- What you have to do -
Look through the lines below and copy each one that includes "high".
----
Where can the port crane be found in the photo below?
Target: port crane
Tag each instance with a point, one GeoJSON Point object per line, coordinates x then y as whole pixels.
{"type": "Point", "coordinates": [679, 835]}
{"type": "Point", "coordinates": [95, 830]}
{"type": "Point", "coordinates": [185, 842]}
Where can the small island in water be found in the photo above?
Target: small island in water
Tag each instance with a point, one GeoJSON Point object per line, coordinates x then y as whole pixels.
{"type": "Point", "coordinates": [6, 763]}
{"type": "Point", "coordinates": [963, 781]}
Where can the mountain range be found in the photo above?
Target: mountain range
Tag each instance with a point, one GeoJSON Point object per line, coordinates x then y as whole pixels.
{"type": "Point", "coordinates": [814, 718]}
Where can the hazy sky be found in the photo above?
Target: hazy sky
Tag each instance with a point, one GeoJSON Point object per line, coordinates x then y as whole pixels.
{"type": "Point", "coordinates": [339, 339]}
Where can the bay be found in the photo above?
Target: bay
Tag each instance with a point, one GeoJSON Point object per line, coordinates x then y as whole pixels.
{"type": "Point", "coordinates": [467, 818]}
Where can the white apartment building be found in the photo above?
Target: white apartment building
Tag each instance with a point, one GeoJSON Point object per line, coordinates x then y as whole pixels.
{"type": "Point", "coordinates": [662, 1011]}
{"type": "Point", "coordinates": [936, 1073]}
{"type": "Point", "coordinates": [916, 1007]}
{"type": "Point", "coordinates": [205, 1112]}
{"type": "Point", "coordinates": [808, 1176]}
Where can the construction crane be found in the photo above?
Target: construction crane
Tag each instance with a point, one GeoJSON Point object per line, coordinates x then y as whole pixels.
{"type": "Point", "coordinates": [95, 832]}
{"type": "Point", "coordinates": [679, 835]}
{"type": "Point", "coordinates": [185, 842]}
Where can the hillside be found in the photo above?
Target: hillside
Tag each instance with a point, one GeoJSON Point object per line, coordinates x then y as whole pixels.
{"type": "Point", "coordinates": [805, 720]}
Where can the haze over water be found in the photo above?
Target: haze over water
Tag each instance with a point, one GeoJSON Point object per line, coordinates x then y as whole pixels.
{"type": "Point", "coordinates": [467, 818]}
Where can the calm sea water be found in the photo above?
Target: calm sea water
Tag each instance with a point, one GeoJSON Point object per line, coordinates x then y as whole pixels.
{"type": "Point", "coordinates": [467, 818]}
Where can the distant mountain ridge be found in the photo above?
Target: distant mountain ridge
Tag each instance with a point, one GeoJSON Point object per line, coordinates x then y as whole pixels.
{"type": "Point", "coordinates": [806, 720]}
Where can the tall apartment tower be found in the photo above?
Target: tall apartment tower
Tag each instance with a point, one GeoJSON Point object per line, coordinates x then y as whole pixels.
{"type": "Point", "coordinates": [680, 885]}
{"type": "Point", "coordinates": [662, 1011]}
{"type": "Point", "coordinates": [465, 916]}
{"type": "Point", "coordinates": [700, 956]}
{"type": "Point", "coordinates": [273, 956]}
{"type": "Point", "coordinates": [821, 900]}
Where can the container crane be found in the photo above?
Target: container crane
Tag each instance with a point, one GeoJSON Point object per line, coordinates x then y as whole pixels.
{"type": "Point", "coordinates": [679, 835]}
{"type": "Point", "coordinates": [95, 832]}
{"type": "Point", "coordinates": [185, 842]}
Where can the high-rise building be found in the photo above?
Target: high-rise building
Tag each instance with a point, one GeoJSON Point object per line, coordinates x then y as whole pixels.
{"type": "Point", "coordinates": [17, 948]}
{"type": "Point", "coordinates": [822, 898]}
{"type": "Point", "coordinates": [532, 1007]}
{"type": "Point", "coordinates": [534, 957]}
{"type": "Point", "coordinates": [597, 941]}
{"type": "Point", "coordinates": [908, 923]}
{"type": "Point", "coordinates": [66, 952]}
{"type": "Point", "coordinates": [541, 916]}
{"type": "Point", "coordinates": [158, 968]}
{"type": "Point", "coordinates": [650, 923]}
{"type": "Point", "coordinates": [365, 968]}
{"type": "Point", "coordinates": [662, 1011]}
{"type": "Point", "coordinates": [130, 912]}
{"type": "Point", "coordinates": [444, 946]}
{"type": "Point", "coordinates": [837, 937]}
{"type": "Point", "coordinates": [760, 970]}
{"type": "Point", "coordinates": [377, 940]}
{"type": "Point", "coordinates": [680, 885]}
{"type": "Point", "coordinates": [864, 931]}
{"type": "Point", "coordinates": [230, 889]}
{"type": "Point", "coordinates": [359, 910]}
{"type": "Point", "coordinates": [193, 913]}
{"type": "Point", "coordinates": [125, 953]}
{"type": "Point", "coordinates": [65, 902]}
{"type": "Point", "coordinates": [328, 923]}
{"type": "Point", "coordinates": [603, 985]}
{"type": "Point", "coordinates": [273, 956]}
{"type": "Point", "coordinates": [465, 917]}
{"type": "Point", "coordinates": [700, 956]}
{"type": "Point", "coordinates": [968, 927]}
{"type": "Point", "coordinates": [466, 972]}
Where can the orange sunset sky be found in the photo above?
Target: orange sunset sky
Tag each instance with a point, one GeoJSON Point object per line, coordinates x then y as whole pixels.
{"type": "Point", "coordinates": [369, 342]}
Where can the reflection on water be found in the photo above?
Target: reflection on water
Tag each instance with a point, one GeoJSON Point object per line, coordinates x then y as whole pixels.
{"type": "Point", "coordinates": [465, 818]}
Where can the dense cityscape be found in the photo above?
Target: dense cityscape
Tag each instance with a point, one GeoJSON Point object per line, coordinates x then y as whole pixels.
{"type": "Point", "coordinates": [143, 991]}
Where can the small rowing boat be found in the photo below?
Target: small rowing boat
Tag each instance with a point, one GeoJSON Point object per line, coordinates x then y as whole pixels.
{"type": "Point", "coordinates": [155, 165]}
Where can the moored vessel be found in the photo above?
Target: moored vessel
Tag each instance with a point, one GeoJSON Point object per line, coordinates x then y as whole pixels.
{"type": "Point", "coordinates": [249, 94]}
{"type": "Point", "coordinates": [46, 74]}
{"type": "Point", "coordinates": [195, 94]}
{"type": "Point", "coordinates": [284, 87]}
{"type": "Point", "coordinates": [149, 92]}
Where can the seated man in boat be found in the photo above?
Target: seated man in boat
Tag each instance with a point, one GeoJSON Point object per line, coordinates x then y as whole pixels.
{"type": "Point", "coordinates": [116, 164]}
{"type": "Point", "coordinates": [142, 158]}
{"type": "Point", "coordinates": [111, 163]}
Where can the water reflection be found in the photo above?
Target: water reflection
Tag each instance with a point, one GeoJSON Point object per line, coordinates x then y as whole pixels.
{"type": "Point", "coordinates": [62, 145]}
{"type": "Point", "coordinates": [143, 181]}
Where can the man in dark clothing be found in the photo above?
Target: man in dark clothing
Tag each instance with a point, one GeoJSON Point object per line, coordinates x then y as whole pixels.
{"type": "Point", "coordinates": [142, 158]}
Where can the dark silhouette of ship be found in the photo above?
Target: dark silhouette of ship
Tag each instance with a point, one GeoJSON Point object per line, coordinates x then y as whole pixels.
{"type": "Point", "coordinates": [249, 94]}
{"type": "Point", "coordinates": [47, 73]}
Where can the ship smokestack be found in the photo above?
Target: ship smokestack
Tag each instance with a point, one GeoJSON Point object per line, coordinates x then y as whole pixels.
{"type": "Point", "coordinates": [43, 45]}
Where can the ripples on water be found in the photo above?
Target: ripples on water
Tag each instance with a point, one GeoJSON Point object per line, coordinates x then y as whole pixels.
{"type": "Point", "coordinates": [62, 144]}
----
- Expected output -
Where can the high-rise building be found in the photo above?
Target: high-rise building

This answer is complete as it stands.